## TEXTE PRÉSENTÉ
# # #
D. LES DISPOSITIFS DE SOUTIEN AUX ENTREPRISES DOIVENT ÊTRE CIBLÉS SUR LES BESOINS PRIORITAIRES

1. Une forte réduction des dispositifs d'intervention en faveur des entreprises dans les secteurs de l'artisanat, du commerce, des services et de l'industrie

L'action 2 « Commerce, artisanat et services » voit ses crédits hors titre 2 baisser passer de 52 millions d'euros à 33 millions d'euros en CP entre 2014 et 2015, soit une forte baisse de 37,6 % (19 millions d'euros) . Il en va de même pour l'action 3 « Actions en faveur des entreprises industrielles » , dont les crédits hors titre 2 passent de 88 millions d'euros en 2014 à 78 millions d'euros en 2015, soit une baisse de 11,7 % (10 millions d'euros) .

Ces baisses portent en quasi-totalité sur les dépenses d'intervention en faveur des entreprises et des autres collectivités , qui représentent respectivement 95 % et 92 % des crédits hors titre 2 de ces deux actions. De fait, si des économies sur le fonctionnement courant ont bien lieu, les marges de manoeuvre demeurent extrêmement limitées.

Le programme 134 est en effet marqué, en 2015, par une réduction sensible du format de certains instruments de soutien aux PME , dans les secteurs de l'industrie, du commerce, de l'artisanat, du commerce et du tourisme. Il convient toutefois de rappeler que cette baisse est largement - bien que différemment et sans lien direct - compensée par les crédits ouverts dans le cadre des programmes liés aux investissements d'avenir (cf. supra ).

Parmi les dispositifs qui voient leurs crédits réduits au titre de l'exercice 2015, on peut notamment citer :

- l'indemnité de départ (IDD) des artisans ou commerçants faisant valoir leurs droits à la retraite, évaluée à 8,9 millions d'euros en 2014 et supprimée à partir de 2015 (cf. infra , article 51 rattaché à la mission) ;

- la subvention versée au fonds d'intervention pour les services, l'artisanat et le commerce (FISAC) , qui passe de 20 millions d'euros en AE et CP en 2014 à respectivement 19,3 millions d'euros en AE et 8,9 millions d'euros en CP en 2015 (cf. infra ) ;

- les transferts aux autres collectivités au titre de l'action 2, qui passent globalement de 9 millions d'euros en 2014 à 7,8 millions d'euros en 2015. Il s'agit notamment des subventions versées aux chambres de métiers et de l'artisanat (CMA), aux groupements professionnels et à divers instituts de formation 12 ( * ) ;

- les crédits alloués à l'animation et à la gouvernance des pôles de compétitivité , qui passent de 16 millions d'euros en 2014 à 11,5 millions d'euros en 2015 en CP. Pour mémoire, le financement total apporté par l'État aux pôles de compétitivité est de 450 millions d'euros sur la période 2013-2015, conformément aux engagements pris par le Premier ministre et les présidents de conseils régionaux le 12 septembre 2012.
# # #
## EXTRAIT DE DONNÉES
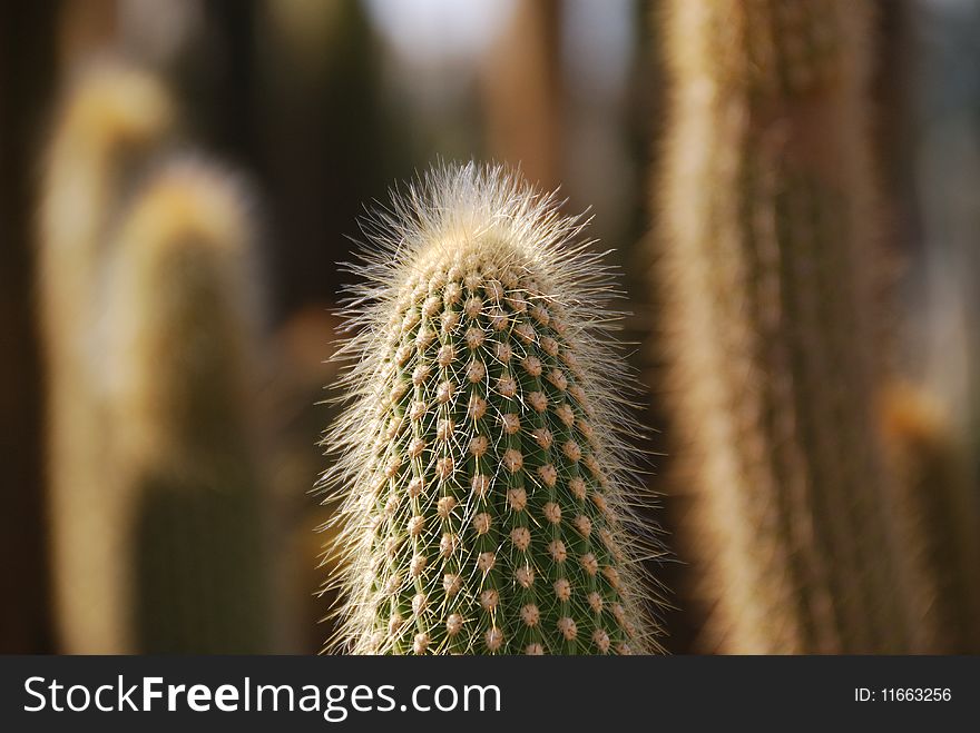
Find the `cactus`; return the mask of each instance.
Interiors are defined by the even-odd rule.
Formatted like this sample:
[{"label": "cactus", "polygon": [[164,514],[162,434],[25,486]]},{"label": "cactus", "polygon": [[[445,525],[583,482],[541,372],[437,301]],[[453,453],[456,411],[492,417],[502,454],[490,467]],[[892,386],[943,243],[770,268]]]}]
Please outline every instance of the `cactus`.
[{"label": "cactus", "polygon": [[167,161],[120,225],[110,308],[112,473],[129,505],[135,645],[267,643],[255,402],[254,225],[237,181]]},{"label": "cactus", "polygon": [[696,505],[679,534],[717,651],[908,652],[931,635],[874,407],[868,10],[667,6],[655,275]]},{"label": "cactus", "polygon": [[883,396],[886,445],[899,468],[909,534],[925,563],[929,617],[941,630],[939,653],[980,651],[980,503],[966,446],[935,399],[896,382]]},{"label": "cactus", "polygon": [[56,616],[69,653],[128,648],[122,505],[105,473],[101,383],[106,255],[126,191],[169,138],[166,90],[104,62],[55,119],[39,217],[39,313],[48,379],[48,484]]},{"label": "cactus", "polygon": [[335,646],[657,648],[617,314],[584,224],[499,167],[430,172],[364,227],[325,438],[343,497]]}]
# # #
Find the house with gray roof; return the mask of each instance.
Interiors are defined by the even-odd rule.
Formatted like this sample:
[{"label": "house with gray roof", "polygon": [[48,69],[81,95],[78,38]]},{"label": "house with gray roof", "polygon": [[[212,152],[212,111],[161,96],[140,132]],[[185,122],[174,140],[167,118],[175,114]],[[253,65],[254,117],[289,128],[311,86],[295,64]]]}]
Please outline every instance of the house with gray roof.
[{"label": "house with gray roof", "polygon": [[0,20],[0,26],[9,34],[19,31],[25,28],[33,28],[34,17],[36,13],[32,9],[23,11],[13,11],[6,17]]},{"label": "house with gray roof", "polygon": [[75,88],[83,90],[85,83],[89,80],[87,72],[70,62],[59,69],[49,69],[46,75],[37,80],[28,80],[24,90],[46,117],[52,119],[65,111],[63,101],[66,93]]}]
# # #
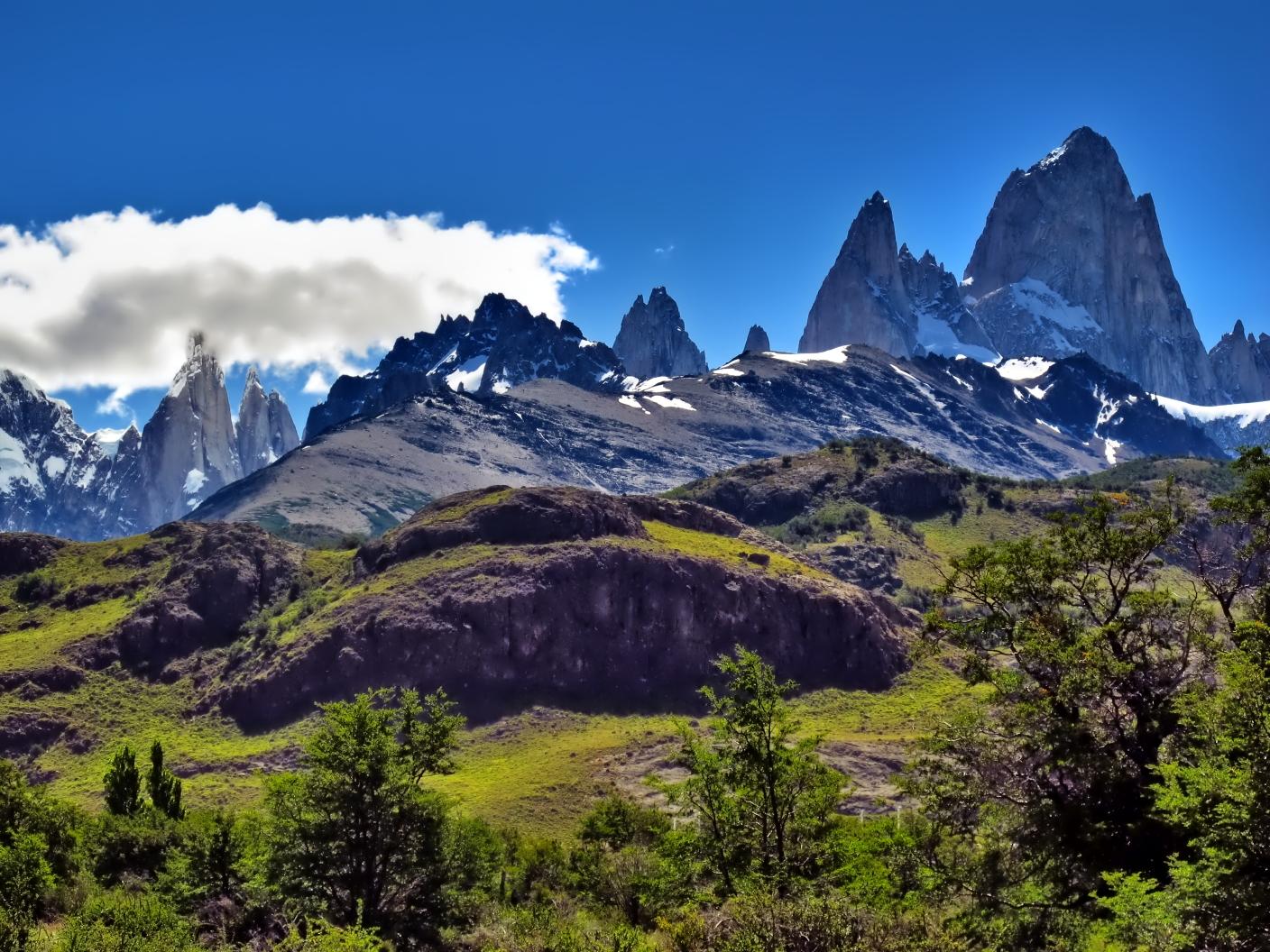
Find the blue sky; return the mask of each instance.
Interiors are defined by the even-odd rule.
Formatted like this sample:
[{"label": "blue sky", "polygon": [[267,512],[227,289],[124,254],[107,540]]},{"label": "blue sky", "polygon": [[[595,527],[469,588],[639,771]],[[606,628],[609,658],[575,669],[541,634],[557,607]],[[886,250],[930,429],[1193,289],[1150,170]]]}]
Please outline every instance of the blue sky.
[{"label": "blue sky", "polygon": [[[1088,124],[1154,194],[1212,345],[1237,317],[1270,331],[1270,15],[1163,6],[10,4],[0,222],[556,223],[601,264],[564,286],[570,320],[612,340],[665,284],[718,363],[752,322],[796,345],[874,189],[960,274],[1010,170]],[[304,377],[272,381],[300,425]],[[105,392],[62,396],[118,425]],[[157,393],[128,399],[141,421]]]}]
# # #
## TÂCHES ET EXERCICES
[1] Recopiez le passage du texte sur les dispositifs de soutien aux entreprises qui commence par « - les crédits » et va jusqu'à « 12 septembre 2012. ».
[2] Dans les enregistrements, reproduisez sans rien changer les lignes allant de celle qui contient « Find the blue » jusqu'à celle qui contient « Please outline every instance of the blue », ces deux lignes comprises, et rien d'autre.

## CORRIGÉS
[1]
- les crédits alloués à l'animation et à la gouvernance des pôles de compétitivité , qui passent de 16 millions d'euros en 2014 à 11,5 millions d'euros en 2015 en CP. Pour mémoire, le financement total apporté par l'État aux pôles de compétitivité est de 450 millions d'euros sur la période 2013-2015, conformément aux engagements pris par le Premier ministre et les présidents de conseils régionaux le 12 septembre 2012.

[2]
Find the blue sky; return the mask of each instance.
Interiors are defined by the even-odd rule.
Formatted like this sample:
[{"label": "blue sky", "polygon": [[267,512],[227,289],[124,254],[107,540]]},{"label": "blue sky", "polygon": [[[595,527],[469,588],[639,771]],[[606,628],[609,658],[575,669],[541,634],[557,607]],[[886,250],[930,429],[1193,289],[1150,170]]]}]
Please outline every instance of the blue sky.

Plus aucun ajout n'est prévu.